§ **Exercise instructions**: Write the data out again, exactly as given.

(Dataset records)
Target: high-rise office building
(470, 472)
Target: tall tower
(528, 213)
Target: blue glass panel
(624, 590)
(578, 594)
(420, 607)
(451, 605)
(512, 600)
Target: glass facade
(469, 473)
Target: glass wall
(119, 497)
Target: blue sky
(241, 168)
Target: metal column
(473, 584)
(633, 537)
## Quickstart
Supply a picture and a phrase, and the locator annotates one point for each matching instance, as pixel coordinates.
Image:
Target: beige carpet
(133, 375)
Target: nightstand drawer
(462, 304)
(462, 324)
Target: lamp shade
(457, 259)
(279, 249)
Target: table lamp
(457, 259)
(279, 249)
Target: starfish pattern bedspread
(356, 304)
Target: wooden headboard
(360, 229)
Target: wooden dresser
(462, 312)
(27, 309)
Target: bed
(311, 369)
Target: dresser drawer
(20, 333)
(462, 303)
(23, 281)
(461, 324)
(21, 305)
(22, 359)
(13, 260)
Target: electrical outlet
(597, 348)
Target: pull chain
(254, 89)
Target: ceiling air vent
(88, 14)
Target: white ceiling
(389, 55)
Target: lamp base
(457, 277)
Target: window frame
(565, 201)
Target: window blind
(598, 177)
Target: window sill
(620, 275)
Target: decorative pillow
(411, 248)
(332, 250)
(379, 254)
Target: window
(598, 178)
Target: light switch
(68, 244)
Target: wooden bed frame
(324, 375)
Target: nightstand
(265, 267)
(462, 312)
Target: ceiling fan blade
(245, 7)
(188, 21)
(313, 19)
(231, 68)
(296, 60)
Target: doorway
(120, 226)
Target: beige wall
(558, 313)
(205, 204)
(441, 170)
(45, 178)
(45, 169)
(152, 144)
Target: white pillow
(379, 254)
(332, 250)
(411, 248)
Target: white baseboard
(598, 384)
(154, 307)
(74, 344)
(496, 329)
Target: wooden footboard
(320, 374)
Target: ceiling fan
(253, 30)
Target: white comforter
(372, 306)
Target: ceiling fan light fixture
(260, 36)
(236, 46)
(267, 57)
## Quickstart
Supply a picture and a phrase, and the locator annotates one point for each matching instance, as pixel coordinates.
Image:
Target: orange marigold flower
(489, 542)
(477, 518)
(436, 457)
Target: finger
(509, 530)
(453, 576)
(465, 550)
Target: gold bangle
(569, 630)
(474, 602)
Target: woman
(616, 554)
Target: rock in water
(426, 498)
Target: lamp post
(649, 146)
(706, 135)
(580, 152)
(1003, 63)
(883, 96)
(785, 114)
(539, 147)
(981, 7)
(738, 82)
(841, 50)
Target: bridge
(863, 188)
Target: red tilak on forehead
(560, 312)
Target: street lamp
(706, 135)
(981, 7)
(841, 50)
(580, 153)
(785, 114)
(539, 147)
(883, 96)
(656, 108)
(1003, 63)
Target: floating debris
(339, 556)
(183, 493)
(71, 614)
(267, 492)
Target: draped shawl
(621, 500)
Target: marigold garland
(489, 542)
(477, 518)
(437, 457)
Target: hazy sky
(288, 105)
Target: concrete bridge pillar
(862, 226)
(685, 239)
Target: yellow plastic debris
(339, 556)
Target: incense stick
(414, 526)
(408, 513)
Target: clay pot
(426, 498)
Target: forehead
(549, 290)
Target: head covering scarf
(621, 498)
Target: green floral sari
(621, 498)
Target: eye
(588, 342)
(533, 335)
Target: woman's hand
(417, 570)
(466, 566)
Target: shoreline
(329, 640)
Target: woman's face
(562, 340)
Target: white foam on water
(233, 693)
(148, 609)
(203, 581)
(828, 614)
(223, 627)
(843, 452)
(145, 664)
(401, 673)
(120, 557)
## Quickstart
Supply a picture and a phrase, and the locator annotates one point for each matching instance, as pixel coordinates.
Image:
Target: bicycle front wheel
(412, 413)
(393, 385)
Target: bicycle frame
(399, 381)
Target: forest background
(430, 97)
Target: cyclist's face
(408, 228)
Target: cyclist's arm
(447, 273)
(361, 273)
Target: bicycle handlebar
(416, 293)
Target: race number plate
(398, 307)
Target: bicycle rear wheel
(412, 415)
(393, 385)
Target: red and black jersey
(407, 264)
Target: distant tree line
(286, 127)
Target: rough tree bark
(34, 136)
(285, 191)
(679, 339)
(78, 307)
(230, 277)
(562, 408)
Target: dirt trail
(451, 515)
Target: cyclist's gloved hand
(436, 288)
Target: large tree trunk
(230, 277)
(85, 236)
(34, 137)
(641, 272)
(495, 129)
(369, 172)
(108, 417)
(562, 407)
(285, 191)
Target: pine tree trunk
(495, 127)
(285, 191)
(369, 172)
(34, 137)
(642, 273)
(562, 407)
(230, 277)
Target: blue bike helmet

§ **Result for this task**:
Target: high-rise office building
(470, 472)
Target: tall tower
(528, 213)
Target: blue glass panel
(624, 590)
(578, 594)
(420, 607)
(451, 605)
(512, 600)
Target: glass facade
(469, 473)
Target: glass wall
(119, 497)
Target: blue sky
(241, 168)
Target: metal column
(473, 584)
(633, 537)
## Quickstart
Supply a picture and a phrase, and the locator annotates one point for each matching instance, as pixel coordinates.
Image:
Target: beige carpet
(133, 375)
Target: nightstand drawer
(462, 304)
(462, 324)
Target: lamp shade
(457, 259)
(279, 249)
Target: table lamp
(457, 259)
(279, 249)
Target: starfish pattern bedspread
(356, 304)
Target: wooden headboard
(360, 229)
Target: wooden dresser
(462, 312)
(27, 309)
Target: bed
(311, 369)
Target: dresser drawer
(20, 333)
(462, 303)
(23, 281)
(461, 324)
(21, 305)
(22, 359)
(13, 260)
Target: electrical outlet
(597, 348)
Target: pull chain
(254, 89)
Target: ceiling air vent
(88, 14)
Target: white ceiling
(389, 55)
Target: lamp base
(457, 277)
Target: window frame
(565, 201)
Target: window blind
(598, 177)
Target: window sill
(620, 275)
Target: decorative pillow
(411, 248)
(332, 250)
(379, 254)
Target: window
(598, 178)
Target: light switch
(68, 244)
Target: wooden bed frame
(324, 375)
Target: nightstand
(265, 267)
(462, 312)
Target: ceiling fan blade
(245, 7)
(188, 21)
(313, 19)
(231, 68)
(296, 60)
Target: doorway
(120, 226)
Target: beige wall
(558, 313)
(205, 204)
(441, 170)
(45, 178)
(45, 169)
(152, 144)
Target: white pillow
(379, 254)
(332, 250)
(411, 248)
Target: white baseboard
(598, 384)
(154, 307)
(74, 344)
(496, 329)
Target: wooden footboard
(320, 374)
Target: ceiling fan
(253, 30)
Target: white comforter
(372, 306)
Target: ceiling fan light fixture
(260, 36)
(236, 46)
(267, 57)
## Quickstart
Supply a picture and a phrase, and the locator annotates one point for each matching instance, as pixel coordinates.
Image:
Target: orange marigold flower
(489, 542)
(477, 518)
(436, 457)
Target: finger
(509, 530)
(453, 576)
(465, 550)
Target: gold bangle
(569, 630)
(474, 602)
Target: woman
(616, 554)
Target: rock in water
(426, 498)
Target: lamp post
(649, 146)
(706, 135)
(580, 152)
(1003, 63)
(883, 96)
(785, 114)
(539, 147)
(981, 7)
(738, 82)
(841, 50)
Target: bridge
(863, 188)
Target: red tilak on forehead
(560, 312)
Target: street lamp
(706, 135)
(981, 7)
(841, 50)
(580, 153)
(785, 114)
(539, 147)
(883, 96)
(656, 108)
(1003, 63)
Target: floating debris
(339, 556)
(183, 493)
(71, 614)
(267, 492)
Target: draped shawl
(621, 500)
Target: marigold garland
(489, 542)
(477, 518)
(437, 457)
Target: hazy sky
(288, 105)
Target: concrete bridge pillar
(862, 226)
(685, 239)
Target: yellow plastic debris
(339, 556)
Target: incense stick
(414, 526)
(408, 513)
Target: clay pot
(426, 498)
Target: forehead
(549, 290)
Target: head covering scarf
(621, 498)
Target: green floral sari
(621, 498)
Target: eye
(588, 342)
(533, 335)
Target: woman's hand
(417, 570)
(466, 566)
Target: shoreline
(329, 640)
Target: woman's face
(562, 340)
Target: white foam on water
(233, 693)
(148, 609)
(203, 581)
(828, 614)
(223, 627)
(843, 452)
(145, 664)
(401, 673)
(120, 557)
## Quickstart
Supply a picture and a phrase, and the locator annotates one point for each matching instance, as pixel coordinates.
Image:
Target: bicycle front wheel
(412, 413)
(393, 385)
Target: bicycle frame
(399, 381)
Target: forest background
(430, 97)
Target: cyclist's face
(408, 228)
Target: cyclist's arm
(447, 273)
(361, 273)
Target: bicycle handlebar
(416, 293)
Target: race number plate
(398, 307)
Target: bicycle rear wheel
(412, 415)
(393, 385)
Target: red and black jersey
(407, 264)
Target: distant tree line
(286, 127)
Target: rough tree bark
(34, 136)
(285, 191)
(679, 339)
(78, 307)
(230, 277)
(562, 408)
Target: dirt trail
(451, 515)
Target: cyclist's gloved hand
(436, 288)
Target: large tree trunk
(230, 277)
(85, 236)
(34, 137)
(641, 272)
(495, 129)
(369, 172)
(108, 417)
(562, 407)
(285, 191)
Target: pine tree trunk
(495, 127)
(285, 191)
(369, 172)
(34, 137)
(642, 273)
(562, 407)
(230, 277)
Target: blue bike helmet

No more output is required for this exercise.